▸ **PROBLEM TO WORK ON**: List every line in the data below that contains the string "wheel". Case counts.

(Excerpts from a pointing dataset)

_____

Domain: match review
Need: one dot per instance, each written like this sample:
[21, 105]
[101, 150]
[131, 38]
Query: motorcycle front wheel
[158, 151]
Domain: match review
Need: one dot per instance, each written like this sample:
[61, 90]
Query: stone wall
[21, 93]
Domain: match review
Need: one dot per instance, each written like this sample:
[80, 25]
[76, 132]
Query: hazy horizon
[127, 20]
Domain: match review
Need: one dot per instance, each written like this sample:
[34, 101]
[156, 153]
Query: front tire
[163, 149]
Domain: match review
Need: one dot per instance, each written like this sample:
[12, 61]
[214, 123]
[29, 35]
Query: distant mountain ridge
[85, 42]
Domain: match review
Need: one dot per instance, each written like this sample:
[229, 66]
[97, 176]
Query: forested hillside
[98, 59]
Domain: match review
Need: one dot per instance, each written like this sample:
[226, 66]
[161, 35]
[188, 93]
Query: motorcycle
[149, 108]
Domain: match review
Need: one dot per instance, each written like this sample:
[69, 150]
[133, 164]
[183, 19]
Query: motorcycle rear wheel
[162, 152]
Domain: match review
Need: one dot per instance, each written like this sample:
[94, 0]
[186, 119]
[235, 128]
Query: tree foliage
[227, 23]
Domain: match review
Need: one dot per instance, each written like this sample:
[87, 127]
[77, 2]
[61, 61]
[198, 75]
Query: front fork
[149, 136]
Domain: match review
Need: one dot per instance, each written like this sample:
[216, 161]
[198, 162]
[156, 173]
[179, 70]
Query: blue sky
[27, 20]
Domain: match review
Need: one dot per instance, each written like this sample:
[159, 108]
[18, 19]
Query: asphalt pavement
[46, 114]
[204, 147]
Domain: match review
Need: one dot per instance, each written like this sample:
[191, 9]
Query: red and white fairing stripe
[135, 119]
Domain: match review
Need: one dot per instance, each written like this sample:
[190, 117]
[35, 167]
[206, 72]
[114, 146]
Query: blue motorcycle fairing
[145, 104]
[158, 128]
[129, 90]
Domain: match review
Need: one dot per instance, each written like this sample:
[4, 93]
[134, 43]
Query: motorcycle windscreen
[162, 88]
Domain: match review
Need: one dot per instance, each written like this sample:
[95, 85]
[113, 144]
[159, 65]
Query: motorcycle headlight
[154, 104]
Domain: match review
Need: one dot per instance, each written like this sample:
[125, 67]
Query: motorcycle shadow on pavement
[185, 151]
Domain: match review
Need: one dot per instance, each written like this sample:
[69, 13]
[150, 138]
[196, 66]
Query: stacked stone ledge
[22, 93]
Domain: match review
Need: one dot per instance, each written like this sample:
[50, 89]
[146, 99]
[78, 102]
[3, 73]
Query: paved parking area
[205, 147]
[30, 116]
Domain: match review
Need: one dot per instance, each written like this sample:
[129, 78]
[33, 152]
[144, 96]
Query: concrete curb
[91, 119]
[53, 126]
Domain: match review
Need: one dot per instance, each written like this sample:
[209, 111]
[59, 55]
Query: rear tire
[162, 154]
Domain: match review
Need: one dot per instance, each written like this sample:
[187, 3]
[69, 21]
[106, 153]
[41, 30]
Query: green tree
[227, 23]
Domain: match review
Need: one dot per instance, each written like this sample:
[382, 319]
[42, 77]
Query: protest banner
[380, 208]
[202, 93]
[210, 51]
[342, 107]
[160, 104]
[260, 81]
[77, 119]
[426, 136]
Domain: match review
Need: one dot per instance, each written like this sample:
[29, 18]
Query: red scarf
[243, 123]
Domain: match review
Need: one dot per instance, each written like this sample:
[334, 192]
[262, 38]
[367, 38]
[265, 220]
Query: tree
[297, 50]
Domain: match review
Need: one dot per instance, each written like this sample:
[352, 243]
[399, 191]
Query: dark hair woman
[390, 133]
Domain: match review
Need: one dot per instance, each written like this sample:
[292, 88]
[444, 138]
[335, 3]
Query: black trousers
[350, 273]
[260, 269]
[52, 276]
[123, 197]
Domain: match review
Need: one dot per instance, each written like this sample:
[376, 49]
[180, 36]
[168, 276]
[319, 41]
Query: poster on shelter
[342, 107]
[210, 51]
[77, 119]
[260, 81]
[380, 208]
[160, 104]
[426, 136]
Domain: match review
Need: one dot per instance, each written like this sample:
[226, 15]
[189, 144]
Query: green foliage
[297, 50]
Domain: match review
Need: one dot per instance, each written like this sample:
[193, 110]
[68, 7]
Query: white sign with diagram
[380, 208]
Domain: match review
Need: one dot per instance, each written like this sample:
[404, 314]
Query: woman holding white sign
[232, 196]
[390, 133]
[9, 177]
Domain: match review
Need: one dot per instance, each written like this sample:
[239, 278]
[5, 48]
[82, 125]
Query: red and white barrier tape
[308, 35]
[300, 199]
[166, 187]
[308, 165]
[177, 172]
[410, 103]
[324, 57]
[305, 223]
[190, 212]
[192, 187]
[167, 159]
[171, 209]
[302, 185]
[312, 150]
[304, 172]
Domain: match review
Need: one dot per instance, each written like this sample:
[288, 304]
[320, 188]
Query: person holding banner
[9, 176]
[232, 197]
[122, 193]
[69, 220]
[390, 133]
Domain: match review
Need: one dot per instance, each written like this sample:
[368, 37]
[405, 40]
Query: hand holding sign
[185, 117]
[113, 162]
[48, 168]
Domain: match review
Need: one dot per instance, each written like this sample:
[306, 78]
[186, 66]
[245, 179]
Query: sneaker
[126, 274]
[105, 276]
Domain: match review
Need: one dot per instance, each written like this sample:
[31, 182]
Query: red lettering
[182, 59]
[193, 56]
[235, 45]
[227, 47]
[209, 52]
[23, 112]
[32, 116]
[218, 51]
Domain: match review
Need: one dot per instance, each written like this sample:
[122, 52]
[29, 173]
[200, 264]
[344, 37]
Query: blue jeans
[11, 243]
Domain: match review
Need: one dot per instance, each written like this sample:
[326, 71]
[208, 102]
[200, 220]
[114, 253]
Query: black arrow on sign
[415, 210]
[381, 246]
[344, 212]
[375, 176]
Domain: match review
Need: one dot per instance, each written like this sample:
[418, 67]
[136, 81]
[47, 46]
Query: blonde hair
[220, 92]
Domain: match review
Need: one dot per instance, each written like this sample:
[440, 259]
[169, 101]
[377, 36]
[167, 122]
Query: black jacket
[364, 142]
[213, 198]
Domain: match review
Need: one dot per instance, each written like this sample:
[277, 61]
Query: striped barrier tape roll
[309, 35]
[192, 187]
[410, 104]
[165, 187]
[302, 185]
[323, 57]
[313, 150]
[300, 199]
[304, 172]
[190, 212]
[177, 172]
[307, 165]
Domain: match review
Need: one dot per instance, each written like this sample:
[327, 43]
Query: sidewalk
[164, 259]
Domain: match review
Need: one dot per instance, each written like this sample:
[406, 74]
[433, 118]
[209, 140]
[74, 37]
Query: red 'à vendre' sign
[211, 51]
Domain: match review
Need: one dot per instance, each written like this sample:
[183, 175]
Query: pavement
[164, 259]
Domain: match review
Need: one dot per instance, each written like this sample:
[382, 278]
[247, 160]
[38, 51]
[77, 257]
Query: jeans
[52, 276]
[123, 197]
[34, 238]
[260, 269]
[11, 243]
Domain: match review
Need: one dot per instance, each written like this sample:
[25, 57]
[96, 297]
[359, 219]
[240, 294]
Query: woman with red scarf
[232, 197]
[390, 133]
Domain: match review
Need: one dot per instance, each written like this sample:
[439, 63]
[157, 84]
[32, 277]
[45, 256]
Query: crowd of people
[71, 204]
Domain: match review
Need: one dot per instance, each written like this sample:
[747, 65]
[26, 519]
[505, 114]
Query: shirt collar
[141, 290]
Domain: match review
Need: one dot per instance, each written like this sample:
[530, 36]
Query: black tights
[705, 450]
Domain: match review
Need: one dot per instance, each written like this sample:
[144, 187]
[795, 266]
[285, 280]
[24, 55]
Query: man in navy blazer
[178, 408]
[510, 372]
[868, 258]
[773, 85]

_____

▸ **SOLUTION TO THIS EXERCISE**:
Query: motorcycle front wheel
Query: motorcycle rear wheel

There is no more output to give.